▶ [What you have to do]: Report, in full, each line of the records that contains the string "Trace". Treat uppercase and lowercase as different.

▶ [Input rows]:
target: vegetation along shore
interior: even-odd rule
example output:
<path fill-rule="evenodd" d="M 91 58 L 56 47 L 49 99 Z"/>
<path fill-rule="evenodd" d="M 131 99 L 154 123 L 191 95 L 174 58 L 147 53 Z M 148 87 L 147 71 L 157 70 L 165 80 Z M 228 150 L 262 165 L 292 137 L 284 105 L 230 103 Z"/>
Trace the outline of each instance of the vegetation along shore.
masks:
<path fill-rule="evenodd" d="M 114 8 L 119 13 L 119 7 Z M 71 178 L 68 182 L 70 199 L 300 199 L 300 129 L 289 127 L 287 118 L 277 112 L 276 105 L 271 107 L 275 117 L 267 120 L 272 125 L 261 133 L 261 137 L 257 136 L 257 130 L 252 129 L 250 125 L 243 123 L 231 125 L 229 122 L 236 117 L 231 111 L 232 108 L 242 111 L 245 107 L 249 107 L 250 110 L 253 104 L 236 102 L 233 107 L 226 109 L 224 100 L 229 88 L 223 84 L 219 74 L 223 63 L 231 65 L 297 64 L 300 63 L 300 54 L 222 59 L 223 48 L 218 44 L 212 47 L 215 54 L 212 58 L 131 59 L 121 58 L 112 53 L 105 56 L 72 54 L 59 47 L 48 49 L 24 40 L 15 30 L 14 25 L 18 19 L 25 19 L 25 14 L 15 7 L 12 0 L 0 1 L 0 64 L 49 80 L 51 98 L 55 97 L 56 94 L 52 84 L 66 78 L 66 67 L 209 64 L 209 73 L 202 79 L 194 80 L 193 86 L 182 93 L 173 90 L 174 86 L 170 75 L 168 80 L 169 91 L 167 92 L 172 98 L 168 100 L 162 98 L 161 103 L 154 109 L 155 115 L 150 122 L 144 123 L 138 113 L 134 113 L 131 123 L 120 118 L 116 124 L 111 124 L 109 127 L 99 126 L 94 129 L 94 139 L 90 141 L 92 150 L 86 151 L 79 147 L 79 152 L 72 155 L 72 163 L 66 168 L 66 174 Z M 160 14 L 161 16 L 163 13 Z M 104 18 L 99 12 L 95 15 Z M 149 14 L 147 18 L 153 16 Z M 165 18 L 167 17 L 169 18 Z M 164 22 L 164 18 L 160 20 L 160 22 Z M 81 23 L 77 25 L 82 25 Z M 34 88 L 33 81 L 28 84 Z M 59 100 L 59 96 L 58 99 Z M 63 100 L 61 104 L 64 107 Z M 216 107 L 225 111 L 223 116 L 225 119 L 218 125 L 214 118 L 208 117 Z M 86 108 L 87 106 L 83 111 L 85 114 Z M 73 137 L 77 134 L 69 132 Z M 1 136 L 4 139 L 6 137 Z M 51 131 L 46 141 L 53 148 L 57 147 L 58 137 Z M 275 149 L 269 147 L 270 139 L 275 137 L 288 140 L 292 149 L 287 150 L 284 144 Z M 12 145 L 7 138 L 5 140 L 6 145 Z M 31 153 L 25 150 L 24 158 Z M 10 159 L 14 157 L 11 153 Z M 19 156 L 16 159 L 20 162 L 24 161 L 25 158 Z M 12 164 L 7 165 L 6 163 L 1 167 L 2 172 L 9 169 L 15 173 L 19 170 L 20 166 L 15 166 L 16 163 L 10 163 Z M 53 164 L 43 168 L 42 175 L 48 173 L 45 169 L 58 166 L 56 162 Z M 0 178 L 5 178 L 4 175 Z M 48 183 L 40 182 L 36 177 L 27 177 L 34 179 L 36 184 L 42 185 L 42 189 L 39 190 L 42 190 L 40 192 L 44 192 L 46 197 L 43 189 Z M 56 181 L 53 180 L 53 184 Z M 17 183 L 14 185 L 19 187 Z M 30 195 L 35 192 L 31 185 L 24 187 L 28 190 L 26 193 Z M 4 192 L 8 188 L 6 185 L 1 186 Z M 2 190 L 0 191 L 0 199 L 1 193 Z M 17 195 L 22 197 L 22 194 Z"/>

...

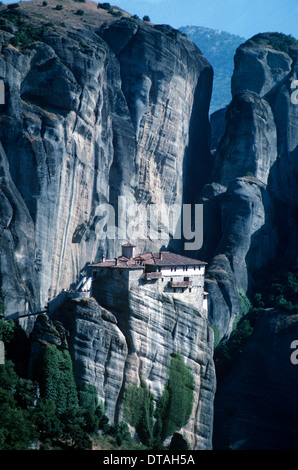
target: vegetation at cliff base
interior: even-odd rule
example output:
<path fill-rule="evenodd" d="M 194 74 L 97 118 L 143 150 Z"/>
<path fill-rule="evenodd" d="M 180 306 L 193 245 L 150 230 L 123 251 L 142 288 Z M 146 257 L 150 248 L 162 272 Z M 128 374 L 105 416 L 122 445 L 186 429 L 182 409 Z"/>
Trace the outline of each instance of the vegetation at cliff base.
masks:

▶ [Task output]:
Trace the outline of each instance of the vegetation along shore.
Trace the outline of each instance of the vegetation at cliff base.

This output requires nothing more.